══ Text provided

On draft night that year, the Penguins flipped their first-round pick and center Oskar Sundqvist to the St. Louis Blues for Ryan Reaves and a second-round pick, a trade that has turned out to be a significant loss for the Penguins in more ways than one, and it was a bad idea from the start. Not only did they move back 20 spots in the draft, but Sundqvist has turned into a solid third-line center for the Blues (a position the Penguins spent two years and countless assets trying to fill) while Reaves clearly never fit in with the Penguins’ style of play.

Sullivan barely used him, it shortened the team’s bench, and he was ultimately traded halfway through the season in the massive and complicated deal for Derick Brassard.

The problem with that sequence wasn’t necessarily the trade itself, but what it represented.


Super Genius. Clap. Clap. Clap Clap Clap.

Oskar Sundqvist. Hmm. How is that going?

Let me check who is in the Stanley Cup Finals.
Oh!

And how is that guy doing??

Image

Oh, me. That 4th line piece of shit had 4 goals (1 GW) and 4 assists and is in the top-5 in +/- for the playoffs. He's also averaging 15:59 mins of ice time per game.

But I see he's only at 44% faceoffs :( Useless!

Let's get back to the article from NBC that harps on the same points I made two years ago...

What it represented was a philosophical shift from the recipe that worked, and there is nothing that has happened since that trade that has put them back on track.


No way, dude!

Pretty much every significant roster move the Penguins have made since then (and there have been A LOT of them) has revolved around getting bigger, stronger players, especially on the blue line where Jamie Oleksiak, Jack Johnson, Erik Gudbranson were the significant additions over the past year. It resulted in a defense that lacks mobility, doesn’t move the puck well, and has simply zapped them of a lot of their transition game. Add that to the departures of forwards like Carl Hagelin and Conor Sheary and the team no longer has the speed and skating advantage that it used to have over its opponents.

════
══ Data shown

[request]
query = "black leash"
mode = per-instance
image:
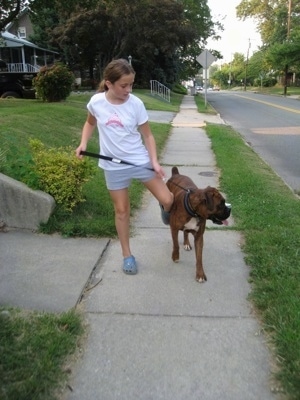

════

→ **Problem**
In the text about the Penguins' draft-night trade, which player did the Penguins get from the St. Louis Blues along with a second-round pick?

→ **Final result**
Ryan Reaves